**Instructions**
(a) In the news article on the Three Gorges dam, rewrite the paragraph beginning "But critics at home and abroad" in shorter form, keeping its main facts.
(b) According to Xinhua in the Three Gorges dam article, how many of the dam's 22 gates had closed by 0120 GMT?
(c) Resume the news article on the Three Gorges dam from its final sentence.

**Exercise text**
════════
| File photo of a main dam of the Three Gorges project on the Yangtze river in Yichang, in China’s Hubei province. (Reuters)
Beijing, June 1 (Reuters): China blocked the massive Yangtze river today, starting to fill a reservoir for the world’s biggest hydroelectric project that is a point of national pride but which critics fear will become an environmental nightmare.
Live television footage showed cascades of white water roaring as sluice gates drew slowly shut on the Three Gorges dam, China’s biggest engineering project since the Great Wall was built more than 2,000 years ago.
The Xinhua news agency said 19 of the 22 gates at the dam in Yichang, in the central province of Hubei, closed by 0120 GMT, blocking the flood-prone Yangtze to form what will become a 600-km reservoir.
“The project to close the gates to fill the Three Gorges reservoir is successful,” it said. China says the world’s largest hydroelectric project is critical for national power needs and will help tame the 6,300 km Yangtze, whose annual floods killed 300,000 people in the last century alone.
“When the entire project is completed in 2009, it will be highly effective for flood control, power generation, navigation, ecological protection and water diversion,” Xinhua said.
But critics at home and abroad say the $25-billion project, begun in 1993, will bring ecological disaster as pollution seeps from the remnants of deserted towns, villages, factories and hospitals on the reservoir bed. More than 720,000 people — from fishermen to farmers — along the Yangtze were uprooted, and more than a million will move before the reservoir swallows lands — and some archaeological treasures — across about a dozen counties.
════════
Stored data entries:
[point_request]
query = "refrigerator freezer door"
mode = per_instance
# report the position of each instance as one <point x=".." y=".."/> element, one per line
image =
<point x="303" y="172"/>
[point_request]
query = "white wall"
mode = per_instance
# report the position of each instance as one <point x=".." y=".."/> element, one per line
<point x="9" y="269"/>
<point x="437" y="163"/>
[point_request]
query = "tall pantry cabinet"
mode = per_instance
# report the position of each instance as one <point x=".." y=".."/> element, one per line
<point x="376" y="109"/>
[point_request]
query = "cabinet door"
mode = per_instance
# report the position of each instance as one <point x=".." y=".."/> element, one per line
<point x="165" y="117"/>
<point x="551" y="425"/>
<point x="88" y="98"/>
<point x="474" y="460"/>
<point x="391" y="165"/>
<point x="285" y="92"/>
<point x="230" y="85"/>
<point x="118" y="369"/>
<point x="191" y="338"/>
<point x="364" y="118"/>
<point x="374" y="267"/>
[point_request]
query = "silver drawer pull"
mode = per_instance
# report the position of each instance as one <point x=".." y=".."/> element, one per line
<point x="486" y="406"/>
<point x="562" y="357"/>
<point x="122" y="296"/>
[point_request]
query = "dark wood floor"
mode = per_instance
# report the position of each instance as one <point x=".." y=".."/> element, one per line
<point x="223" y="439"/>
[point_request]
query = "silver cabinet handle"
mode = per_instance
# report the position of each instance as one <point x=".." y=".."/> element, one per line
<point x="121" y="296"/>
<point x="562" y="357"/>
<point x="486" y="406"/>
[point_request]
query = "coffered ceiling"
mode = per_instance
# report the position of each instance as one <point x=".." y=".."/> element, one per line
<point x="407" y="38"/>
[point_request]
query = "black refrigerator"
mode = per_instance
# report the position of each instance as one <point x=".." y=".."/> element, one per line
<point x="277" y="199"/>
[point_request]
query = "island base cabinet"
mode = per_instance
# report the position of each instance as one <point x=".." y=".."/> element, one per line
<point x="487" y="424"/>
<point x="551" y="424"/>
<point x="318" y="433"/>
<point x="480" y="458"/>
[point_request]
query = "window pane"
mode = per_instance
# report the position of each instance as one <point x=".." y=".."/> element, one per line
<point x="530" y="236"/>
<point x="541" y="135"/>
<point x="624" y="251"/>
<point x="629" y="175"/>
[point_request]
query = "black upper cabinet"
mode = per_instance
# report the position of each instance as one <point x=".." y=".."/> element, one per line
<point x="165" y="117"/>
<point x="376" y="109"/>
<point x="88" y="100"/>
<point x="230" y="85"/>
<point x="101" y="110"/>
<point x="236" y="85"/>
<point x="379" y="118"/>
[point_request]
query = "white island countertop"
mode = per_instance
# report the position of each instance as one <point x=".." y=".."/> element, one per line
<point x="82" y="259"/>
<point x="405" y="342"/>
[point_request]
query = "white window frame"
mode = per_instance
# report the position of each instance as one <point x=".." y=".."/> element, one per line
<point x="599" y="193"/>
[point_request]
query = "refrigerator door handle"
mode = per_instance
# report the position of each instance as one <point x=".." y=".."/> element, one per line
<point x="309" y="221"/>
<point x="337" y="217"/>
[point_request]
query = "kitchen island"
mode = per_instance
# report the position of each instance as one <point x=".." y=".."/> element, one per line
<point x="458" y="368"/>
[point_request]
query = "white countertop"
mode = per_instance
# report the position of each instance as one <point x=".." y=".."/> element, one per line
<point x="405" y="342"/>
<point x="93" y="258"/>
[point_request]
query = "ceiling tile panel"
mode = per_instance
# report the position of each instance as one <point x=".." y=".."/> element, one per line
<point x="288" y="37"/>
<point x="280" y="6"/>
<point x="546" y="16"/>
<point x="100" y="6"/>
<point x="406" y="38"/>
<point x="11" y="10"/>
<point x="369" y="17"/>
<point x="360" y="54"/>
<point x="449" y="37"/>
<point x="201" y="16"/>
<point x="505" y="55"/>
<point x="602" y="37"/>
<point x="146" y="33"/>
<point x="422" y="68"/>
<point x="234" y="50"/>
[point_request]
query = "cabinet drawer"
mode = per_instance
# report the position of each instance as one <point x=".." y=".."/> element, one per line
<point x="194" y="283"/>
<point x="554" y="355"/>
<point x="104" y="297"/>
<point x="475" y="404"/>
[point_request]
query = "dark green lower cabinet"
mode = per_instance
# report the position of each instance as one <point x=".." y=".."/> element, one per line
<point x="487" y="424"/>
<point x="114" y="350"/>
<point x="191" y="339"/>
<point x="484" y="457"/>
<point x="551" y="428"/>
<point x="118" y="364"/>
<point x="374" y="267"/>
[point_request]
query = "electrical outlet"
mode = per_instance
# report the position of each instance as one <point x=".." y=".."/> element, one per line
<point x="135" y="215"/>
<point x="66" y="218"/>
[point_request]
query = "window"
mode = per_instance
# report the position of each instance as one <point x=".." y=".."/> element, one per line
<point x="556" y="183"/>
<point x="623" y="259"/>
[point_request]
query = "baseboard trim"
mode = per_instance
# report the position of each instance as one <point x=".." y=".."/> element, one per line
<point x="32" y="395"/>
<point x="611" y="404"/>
════════
**Answers per task**
(a) Critics in China and abroad warn that the $25-billion project, started in 1993, will cause ecological disaster as pollution leaks from abandoned towns, villages, factories and hospitals on the reservoir bed. Over 720,000 people along the Yangtze have been displaced, and more than a million will have moved before the reservoir floods land and some archaeological treasures across about a dozen counties.

(b) 19 of the 22 gates had closed.

(c)
The main players on television were not Chinese leaders but engineers and project heads — who closed the gates with clicks of a computer mouse. Some gates shut days ago, and water levels had already climbed to 106 metres by today morning. Three of the 22 gates will remain open to guarantee water flow on the Yangtze during the two weeks it takes to fill the reservoir to a level of 135 metres. Navigation resumes on June 16 on the Yangtze after a break of more than 60 days.
The water is to rise further next year, eventually creeping past a sign on the green hills above the dam — “150” — on its way to 175 metres by 2009.
The project also has been plagued over the past decade by corruption and discovery of hundreds of cracks in the dam, though the Guangzhou Daily today quoted officials as saying the cracks, some tens of metres long, were not a danger.
Despite the live coverage, word of the event failed to reach the ears of many relocated to Chongming island at the mouth of the Yangtze far to the east near Shanghai. Farmer Ke Chungui, 49, heard of it first from a foreign reporter and then caught the broadcasts on a radio.
Ke, his feet clad in straw shoes, said he had been unable to find work since being moved from Yunyang county in Chongqing municipality three years ago. “They lied to us again. They promised us a better life here. We’re much worse off,” he said.